:: INSTRUÇÕES DA TAREFA ::
Como seguiria a reportagem sobre as desistências de médicos brasileiros no programa Mais Médicos? Escreva a continuação a partir da última frase do trecho fornecido.

Quando se inscreveram no programa Mais Médicos, do governo federal, os médicos brasileiros já sabiam que a carga horária era de 40 horas, que a estrutura dos postos de saúde não era das melhores, que o valor da remuneração era de R$ 10 mil e que muitos iriam ter que trabalhar em lugares afastados dos centros urbanos.
Mesmo assim, foram esses os argumentos que a maioria deles utilizou para, após se inscreverem e participarem das reuniões, desistir da vaga. Em Salvador, dos 32 médicos brasileiros inscritos, 21 compareceram ao “acolhimento” (primeira recepção do programa), cinco já desistiram formalmente da vaga e outros cinco ainda não apareceram, mas têm até sexta-feira para confirmar a participação.
Entre os que desistiram, a jovem Clarissa Oliveira chegou a dar entrevista para o CORREIO, afirmando que, apesar de ter se inscrito, teria mudado de ideia ao ver os slides com fotos do posto que ficaria sob sua responsabilidade. No entanto, em sua página do Facebook, é possível ver postagens contra o programa desde o dia 25 de junho, data anterior a sua inscrição.
Pelo interior da Bahia, mais registros de sumiço entre os médicos. Em Vitória da Conquista, dos cinco profissionais designados a atender a cidade, apenas três compareceram. “Os outros dois alegaram problemas pessoais”, diz nota da Secretaria de Saúde da prefeitura, que solicitou mais seis médicos na segunda fase do programa.

:: ITENS FORNECIDOS ::
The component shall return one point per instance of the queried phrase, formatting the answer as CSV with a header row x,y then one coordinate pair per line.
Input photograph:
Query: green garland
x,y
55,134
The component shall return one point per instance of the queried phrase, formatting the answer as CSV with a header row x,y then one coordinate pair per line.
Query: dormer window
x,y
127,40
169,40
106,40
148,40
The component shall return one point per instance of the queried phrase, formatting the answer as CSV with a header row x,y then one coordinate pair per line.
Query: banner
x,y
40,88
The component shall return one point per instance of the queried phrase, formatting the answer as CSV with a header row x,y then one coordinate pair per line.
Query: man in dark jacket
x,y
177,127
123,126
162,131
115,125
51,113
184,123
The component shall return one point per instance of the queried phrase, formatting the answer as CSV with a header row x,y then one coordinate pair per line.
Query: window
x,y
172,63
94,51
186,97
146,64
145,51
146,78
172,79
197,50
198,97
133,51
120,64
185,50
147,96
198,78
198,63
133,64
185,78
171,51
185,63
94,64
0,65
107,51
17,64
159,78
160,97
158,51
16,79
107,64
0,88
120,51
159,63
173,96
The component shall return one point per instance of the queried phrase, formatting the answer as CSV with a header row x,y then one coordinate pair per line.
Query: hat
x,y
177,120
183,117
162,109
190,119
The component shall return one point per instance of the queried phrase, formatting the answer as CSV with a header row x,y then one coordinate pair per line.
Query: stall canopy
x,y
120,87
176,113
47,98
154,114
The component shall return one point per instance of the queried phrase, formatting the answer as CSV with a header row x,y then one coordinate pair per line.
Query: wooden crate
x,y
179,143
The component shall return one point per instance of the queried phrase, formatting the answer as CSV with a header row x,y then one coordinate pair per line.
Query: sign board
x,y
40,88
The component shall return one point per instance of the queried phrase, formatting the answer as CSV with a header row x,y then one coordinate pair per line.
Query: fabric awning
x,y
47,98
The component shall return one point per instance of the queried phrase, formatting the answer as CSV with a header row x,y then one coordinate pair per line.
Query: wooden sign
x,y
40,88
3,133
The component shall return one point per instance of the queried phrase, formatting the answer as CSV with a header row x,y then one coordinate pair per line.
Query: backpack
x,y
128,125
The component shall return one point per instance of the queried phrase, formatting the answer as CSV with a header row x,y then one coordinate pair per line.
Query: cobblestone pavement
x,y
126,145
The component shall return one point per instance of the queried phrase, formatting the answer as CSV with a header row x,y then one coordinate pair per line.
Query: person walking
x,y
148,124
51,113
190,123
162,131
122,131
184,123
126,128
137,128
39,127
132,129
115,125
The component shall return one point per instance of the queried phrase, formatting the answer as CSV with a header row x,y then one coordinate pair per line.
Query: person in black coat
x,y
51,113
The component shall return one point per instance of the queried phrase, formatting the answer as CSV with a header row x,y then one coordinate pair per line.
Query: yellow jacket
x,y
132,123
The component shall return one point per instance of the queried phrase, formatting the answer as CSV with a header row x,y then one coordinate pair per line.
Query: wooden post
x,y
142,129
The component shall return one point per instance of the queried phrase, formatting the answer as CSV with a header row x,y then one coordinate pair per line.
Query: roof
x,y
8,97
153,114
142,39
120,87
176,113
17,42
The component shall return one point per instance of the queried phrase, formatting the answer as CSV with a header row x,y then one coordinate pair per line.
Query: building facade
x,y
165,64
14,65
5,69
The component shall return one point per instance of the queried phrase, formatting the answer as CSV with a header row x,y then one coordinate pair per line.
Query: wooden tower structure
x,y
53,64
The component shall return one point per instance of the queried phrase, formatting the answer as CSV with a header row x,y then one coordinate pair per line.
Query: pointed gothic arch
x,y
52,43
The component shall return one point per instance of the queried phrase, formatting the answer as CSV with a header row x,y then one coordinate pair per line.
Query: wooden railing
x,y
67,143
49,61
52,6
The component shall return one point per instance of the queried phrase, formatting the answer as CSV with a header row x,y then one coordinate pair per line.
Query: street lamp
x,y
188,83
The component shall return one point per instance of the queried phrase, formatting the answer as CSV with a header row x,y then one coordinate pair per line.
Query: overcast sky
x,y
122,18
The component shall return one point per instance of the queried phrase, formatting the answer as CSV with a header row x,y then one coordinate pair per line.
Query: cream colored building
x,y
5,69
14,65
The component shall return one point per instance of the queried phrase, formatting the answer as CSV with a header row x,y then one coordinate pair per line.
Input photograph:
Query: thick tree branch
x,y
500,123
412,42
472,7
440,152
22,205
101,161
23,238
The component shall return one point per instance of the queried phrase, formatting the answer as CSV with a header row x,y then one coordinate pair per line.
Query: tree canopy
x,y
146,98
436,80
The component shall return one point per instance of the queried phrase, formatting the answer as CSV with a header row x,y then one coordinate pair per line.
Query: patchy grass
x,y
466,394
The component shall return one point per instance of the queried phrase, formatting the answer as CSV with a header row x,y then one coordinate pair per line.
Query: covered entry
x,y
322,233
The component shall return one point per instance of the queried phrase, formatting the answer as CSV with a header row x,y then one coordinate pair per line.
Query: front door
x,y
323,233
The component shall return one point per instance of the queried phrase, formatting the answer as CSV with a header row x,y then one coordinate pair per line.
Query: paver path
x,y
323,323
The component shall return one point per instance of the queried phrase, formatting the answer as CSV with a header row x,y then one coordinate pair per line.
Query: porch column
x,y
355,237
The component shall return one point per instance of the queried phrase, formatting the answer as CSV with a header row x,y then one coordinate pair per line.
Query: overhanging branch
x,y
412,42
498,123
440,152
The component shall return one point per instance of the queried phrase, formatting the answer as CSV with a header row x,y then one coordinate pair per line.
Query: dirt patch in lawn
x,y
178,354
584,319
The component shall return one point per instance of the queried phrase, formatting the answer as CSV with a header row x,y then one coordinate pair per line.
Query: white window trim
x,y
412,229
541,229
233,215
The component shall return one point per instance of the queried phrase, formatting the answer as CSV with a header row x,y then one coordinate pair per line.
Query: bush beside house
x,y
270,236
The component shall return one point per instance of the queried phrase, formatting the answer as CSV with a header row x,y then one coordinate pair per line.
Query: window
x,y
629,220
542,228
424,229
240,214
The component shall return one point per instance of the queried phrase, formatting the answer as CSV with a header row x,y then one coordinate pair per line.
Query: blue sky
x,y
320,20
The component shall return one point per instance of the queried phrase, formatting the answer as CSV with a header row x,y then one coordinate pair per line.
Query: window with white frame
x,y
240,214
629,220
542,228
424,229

:: RESULTADO DA TAREFA ::
Pelo resto do Brasil, mais doutores faltosos. Em Fortaleza, 11 dos 26 médicos brasileiros inscritos já desistiram da vaga. Segundo um levantamento feito pelo jornal O Globo, em pelo menos oito estados, médicos brasileiros inscritos no programa Mais Médicos faltaram, desistiram ou não se apresentaram nos locais de trabalho. O levantamento mostra que os profissionais alegaram doença — um deles chegou a assumir e, no dia seguinte, entrou com pedido de licença médica remunerada —, baixo salário e até carga horária alta.
No Rio de Janeiro, um dos médicos que desistiram chegou a dizer que “mesmo no interior, atendendo duas vezes por semana, cobrando R$ 60 a consulta, o médico já ganha muito mais”. O salário é de R$ 10 mil por mês.
Segundo o ministro da Saúde, Alexandre Padilha, a quantidade de médicos faltosos e que desistiram justifica o acordo de cooperação internacional firmado com Cuba. Padilha disse ainda que, se houve boicote, foi uma “perversidade inimaginável”.
“Isso só revela um drama que os municípios e os estados têm cotidianamente quando fazem o processo de seleção, que é por conta do mercado extremamente aquecido.
Só reforça o diagnóstico que o Ministério da Saúde fez de que o Brasil tem um número insuficiente de médicos diante do mercado aquecido”, disse o ministro.
Exceções
Pouca iluminação, teto baixo, consultórios apertados e separados por divisórias quebradas ou parcialmente comidas por cupins, refeitório improvisado, estrutura comprometida, sucata de equipamentos. O cenário da área de atendimento do posto de saúde de Beira Mangue, no Subúrbio Ferroviário, parece assustador. Mas, ainda assim, há quem queira trabalhar lá.
“O objetivo aqui é prestar atenção básica à saúde da família. Os procedimentos de alta complexidade são encaminhados para hospitais. O foco aqui é a medicina preventiva”, diz a médica generalista Renata Farias, que agora atua na unidade através do programa Mais Médicos, mas já trabalhava no posto há dois anos.
Ela optou por migrar do vínculo que tinha com a prefeitura para o programa do governo federal, trabalhando um dia a mais e ganhando mais também. No posto, em média, são 28 pacientes atendidos por ela diariamente.
A assessoria de imprensa da SMS salienta que todas as unidades que estão recebendo profissionais do Mais Médicos estão automaticamente inscritas no Requalifica SUS, programa do governo que pretende equipar e reformar todos os postos de atendimento.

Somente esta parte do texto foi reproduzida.